» What to work on
Copy the items below word for word, from the start through the line containing "positive clicks: (307, 241)", and leave the pictures out of your copy.

» Task data

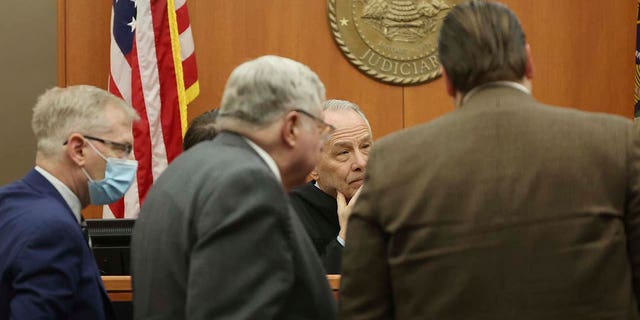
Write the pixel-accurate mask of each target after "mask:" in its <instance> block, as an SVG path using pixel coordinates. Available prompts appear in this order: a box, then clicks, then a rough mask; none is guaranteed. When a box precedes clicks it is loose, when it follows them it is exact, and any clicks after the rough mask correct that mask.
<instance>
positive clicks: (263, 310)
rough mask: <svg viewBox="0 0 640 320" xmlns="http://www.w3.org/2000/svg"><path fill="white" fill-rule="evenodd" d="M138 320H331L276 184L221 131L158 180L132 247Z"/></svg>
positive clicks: (307, 241)
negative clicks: (150, 318)
mask: <svg viewBox="0 0 640 320" xmlns="http://www.w3.org/2000/svg"><path fill="white" fill-rule="evenodd" d="M132 261H133V263H132V271H133V289H134V297H133V298H134V299H133V300H134V301H133V302H134V314H135V317H136V319H147V318H153V319H172V320H173V319H185V318H188V319H333V318H335V303H334V301H333V298H332V296H331V291H330V289H329V285H328V282H327V279H326V277H325V274H324V272H323V270H322V266H321V265H320V260H319V259H318V257H317V255H316V254H315V250H314V249H313V245H312V244H311V242H310V241H309V239H308V238H307V236H306V235H305V234H304V229H303V227H302V225H301V224H300V221H299V220H298V218H297V216H296V215H295V214H294V212H293V210H292V209H291V207H290V204H289V200H288V197H287V194H286V193H285V191H284V189H283V187H282V185H281V183H280V182H279V181H278V180H277V179H276V177H275V176H274V174H273V172H272V171H271V170H270V169H269V168H268V166H267V164H266V163H265V162H264V161H263V160H262V158H260V157H259V155H258V154H257V153H256V152H255V151H254V150H253V149H252V148H251V147H250V146H249V145H248V144H247V143H246V142H245V141H244V140H243V138H242V137H241V136H239V135H236V134H233V133H229V132H223V133H220V134H219V135H218V136H217V137H216V139H214V140H213V141H208V142H203V143H200V144H198V145H197V146H195V147H193V148H192V149H189V151H188V152H186V153H184V154H183V155H182V156H180V157H179V158H177V159H176V160H175V161H174V162H173V163H172V164H171V165H170V166H169V167H168V168H167V170H165V171H164V173H163V174H162V176H161V177H160V178H159V179H158V180H157V181H156V183H154V186H153V187H152V189H151V191H150V192H149V194H148V195H147V198H146V201H145V203H144V205H143V207H142V210H141V212H140V216H139V218H138V221H137V222H136V226H135V230H134V235H133V240H132Z"/></svg>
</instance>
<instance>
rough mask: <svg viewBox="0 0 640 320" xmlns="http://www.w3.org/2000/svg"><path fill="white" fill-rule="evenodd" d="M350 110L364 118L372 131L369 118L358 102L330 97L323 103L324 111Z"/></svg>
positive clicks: (322, 110) (365, 122) (367, 126)
mask: <svg viewBox="0 0 640 320" xmlns="http://www.w3.org/2000/svg"><path fill="white" fill-rule="evenodd" d="M348 110H351V111H354V112H355V113H357V114H358V115H359V116H360V117H361V118H362V120H364V123H366V124H367V127H369V131H371V125H370V124H369V120H367V117H366V116H365V115H364V112H362V110H360V107H358V105H357V104H355V103H353V102H351V101H347V100H338V99H329V100H327V101H325V102H323V103H322V111H348Z"/></svg>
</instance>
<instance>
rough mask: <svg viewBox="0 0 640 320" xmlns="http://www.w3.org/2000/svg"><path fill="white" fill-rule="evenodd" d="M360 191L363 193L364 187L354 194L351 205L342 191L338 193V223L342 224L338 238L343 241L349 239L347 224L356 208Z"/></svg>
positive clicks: (336, 200)
mask: <svg viewBox="0 0 640 320" xmlns="http://www.w3.org/2000/svg"><path fill="white" fill-rule="evenodd" d="M360 191H362V186H360V188H358V190H357V191H356V193H354V194H353V197H351V200H349V203H347V199H346V198H345V196H344V194H342V193H341V192H340V191H338V195H337V196H336V202H337V203H338V222H339V223H340V232H339V233H338V236H339V237H340V238H342V239H343V240H346V239H347V222H349V216H351V210H353V206H355V204H356V201H358V197H359V196H360Z"/></svg>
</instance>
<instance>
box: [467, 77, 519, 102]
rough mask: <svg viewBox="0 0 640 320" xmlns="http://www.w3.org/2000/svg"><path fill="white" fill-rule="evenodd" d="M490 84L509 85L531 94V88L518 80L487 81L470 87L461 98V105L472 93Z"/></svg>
mask: <svg viewBox="0 0 640 320" xmlns="http://www.w3.org/2000/svg"><path fill="white" fill-rule="evenodd" d="M492 86H498V87H511V88H514V89H517V90H520V91H522V92H524V93H526V94H531V90H529V89H528V88H527V87H525V86H524V85H522V84H521V83H518V82H515V81H494V82H489V83H485V84H482V85H479V86H477V87H475V88H473V89H471V90H470V91H469V92H467V94H465V95H464V97H463V98H462V105H464V104H465V103H466V102H467V101H468V100H469V99H470V98H471V97H472V96H473V95H475V94H476V93H478V91H480V90H482V89H484V88H486V87H492Z"/></svg>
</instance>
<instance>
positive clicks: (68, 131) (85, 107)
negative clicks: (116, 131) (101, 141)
mask: <svg viewBox="0 0 640 320" xmlns="http://www.w3.org/2000/svg"><path fill="white" fill-rule="evenodd" d="M107 105H111V106H114V107H117V108H120V109H121V110H122V111H124V112H125V113H126V114H127V116H128V117H129V119H130V120H131V121H137V120H138V119H139V117H138V114H137V113H136V111H135V110H134V109H133V108H132V107H131V106H129V105H128V104H127V103H125V102H124V101H123V100H121V99H119V98H117V97H116V96H114V95H112V94H111V93H109V92H107V91H105V90H102V89H100V88H96V87H93V86H88V85H79V86H70V87H67V88H59V87H54V88H51V89H49V90H47V91H45V93H43V94H42V95H41V96H40V97H38V102H37V103H36V105H35V107H34V108H33V118H32V119H31V128H32V129H33V133H34V135H35V137H36V141H37V151H38V153H42V154H43V155H45V156H52V155H56V154H58V153H60V152H62V150H63V149H62V148H61V147H62V144H63V143H64V141H66V139H67V138H68V137H69V135H71V134H72V133H74V132H78V133H81V134H94V133H103V132H108V131H109V130H110V129H111V127H110V126H109V124H108V123H107V121H105V118H104V110H105V107H106V106H107Z"/></svg>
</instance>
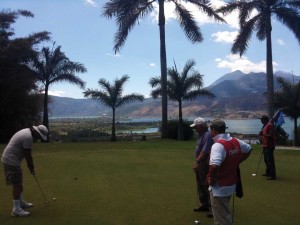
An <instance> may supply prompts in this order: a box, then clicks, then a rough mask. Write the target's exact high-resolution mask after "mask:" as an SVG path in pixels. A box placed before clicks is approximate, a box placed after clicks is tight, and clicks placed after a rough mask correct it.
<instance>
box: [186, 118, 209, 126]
mask: <svg viewBox="0 0 300 225" xmlns="http://www.w3.org/2000/svg"><path fill="white" fill-rule="evenodd" d="M201 124H206V121H205V119H203V118H202V117H198V118H196V119H195V120H194V123H192V124H191V125H190V127H195V126H196V125H201Z"/></svg>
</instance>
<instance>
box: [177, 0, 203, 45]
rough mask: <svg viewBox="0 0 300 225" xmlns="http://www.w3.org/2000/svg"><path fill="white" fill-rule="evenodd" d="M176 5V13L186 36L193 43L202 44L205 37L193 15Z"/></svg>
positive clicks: (179, 5) (181, 5) (187, 10)
mask: <svg viewBox="0 0 300 225" xmlns="http://www.w3.org/2000/svg"><path fill="white" fill-rule="evenodd" d="M174 3H175V6H176V7H175V12H176V15H177V17H178V20H179V23H180V26H181V27H182V29H183V30H184V32H185V34H186V36H187V37H188V38H189V39H190V40H191V41H192V42H193V43H196V42H201V41H203V36H202V33H201V31H200V28H199V27H198V26H197V23H196V21H195V19H194V18H193V16H192V14H191V13H190V12H189V11H188V10H187V9H185V8H184V7H183V6H182V5H180V4H178V3H177V2H176V1H174Z"/></svg>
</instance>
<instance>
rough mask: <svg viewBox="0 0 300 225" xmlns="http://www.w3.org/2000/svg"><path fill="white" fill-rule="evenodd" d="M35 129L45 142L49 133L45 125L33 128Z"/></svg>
mask: <svg viewBox="0 0 300 225" xmlns="http://www.w3.org/2000/svg"><path fill="white" fill-rule="evenodd" d="M33 129H35V130H36V131H37V132H38V133H39V135H40V136H41V138H42V139H43V140H45V141H46V140H47V135H48V133H49V131H48V129H47V127H45V126H44V125H38V126H33Z"/></svg>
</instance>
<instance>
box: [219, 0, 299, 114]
mask: <svg viewBox="0 0 300 225" xmlns="http://www.w3.org/2000/svg"><path fill="white" fill-rule="evenodd" d="M299 9H300V1H299V0H239V1H232V2H229V3H228V4H227V5H225V6H223V7H221V8H220V9H218V10H217V12H222V13H223V15H226V14H228V13H231V12H232V11H234V10H238V11H239V23H240V33H239V35H238V36H237V37H236V39H235V40H234V43H233V46H232V48H231V52H232V53H234V54H235V53H239V54H240V55H243V54H244V53H245V51H246V49H247V47H248V43H249V41H250V39H251V36H252V33H253V32H254V31H256V37H257V38H258V40H260V41H264V40H266V61H267V65H266V72H267V90H268V114H269V116H270V118H271V117H272V116H273V114H274V81H273V64H272V63H273V59H272V38H271V33H272V24H271V20H272V19H277V20H278V21H279V22H281V23H282V24H283V25H285V26H286V27H287V28H288V29H290V30H291V31H292V32H293V33H294V35H295V37H296V39H297V40H298V42H300V22H299V21H300V14H299ZM252 12H253V13H252Z"/></svg>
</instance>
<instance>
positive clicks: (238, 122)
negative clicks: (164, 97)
mask: <svg viewBox="0 0 300 225" xmlns="http://www.w3.org/2000/svg"><path fill="white" fill-rule="evenodd" d="M284 119H285V123H284V124H283V125H282V126H281V127H282V128H283V129H284V130H285V132H286V133H287V134H289V139H293V136H294V135H293V133H294V132H293V130H294V125H293V121H291V120H290V119H289V118H284ZM156 121H157V122H158V121H161V119H160V118H136V119H130V120H126V121H120V122H156ZM191 121H192V120H191ZM224 121H225V123H226V125H227V127H228V129H227V131H228V132H230V133H234V132H236V133H241V134H258V133H259V131H260V129H261V128H262V123H261V122H260V120H259V119H245V120H224ZM153 132H158V128H154V127H153V128H147V129H145V130H138V131H133V133H153Z"/></svg>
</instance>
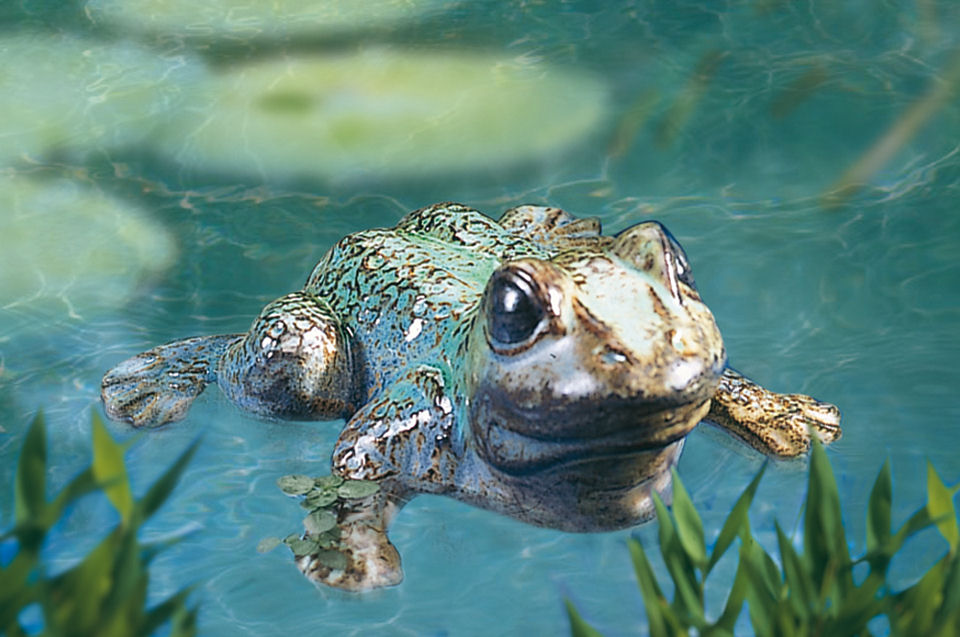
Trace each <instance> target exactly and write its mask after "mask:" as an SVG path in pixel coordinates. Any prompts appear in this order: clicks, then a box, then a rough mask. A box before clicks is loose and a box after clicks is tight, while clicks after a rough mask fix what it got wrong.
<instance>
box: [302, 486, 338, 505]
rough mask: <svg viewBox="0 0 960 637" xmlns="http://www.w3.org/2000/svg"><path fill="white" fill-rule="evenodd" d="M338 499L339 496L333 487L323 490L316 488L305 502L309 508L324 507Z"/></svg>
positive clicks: (307, 498)
mask: <svg viewBox="0 0 960 637" xmlns="http://www.w3.org/2000/svg"><path fill="white" fill-rule="evenodd" d="M338 499H339V496H338V495H337V492H336V491H334V490H333V489H327V490H323V491H321V490H316V489H315V490H313V491H311V492H310V493H308V494H307V499H306V500H304V503H305V506H306V507H307V508H308V509H322V508H324V507H328V506H330V505H331V504H333V503H334V502H336V501H337V500H338Z"/></svg>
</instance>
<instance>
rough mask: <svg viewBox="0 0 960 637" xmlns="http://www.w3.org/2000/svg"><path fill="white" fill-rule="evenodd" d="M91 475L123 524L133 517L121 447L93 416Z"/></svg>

» Task result
Write the pixel-accurate mask of each target after "mask:" in its <instance> block, as an SVG path using pixel coordinates. Available prompts appear in this order: a box, then clicks, then a rough mask; none is guaranteed. When a box precedes clicks it is loose, when it follows them it is exact, and any clicks after the rough mask correct that mask.
<instance>
positive clicks: (263, 310)
rough mask: <svg viewBox="0 0 640 320" xmlns="http://www.w3.org/2000/svg"><path fill="white" fill-rule="evenodd" d="M138 320H331L276 184L221 131L158 180L132 247Z"/></svg>
positive clicks: (307, 241)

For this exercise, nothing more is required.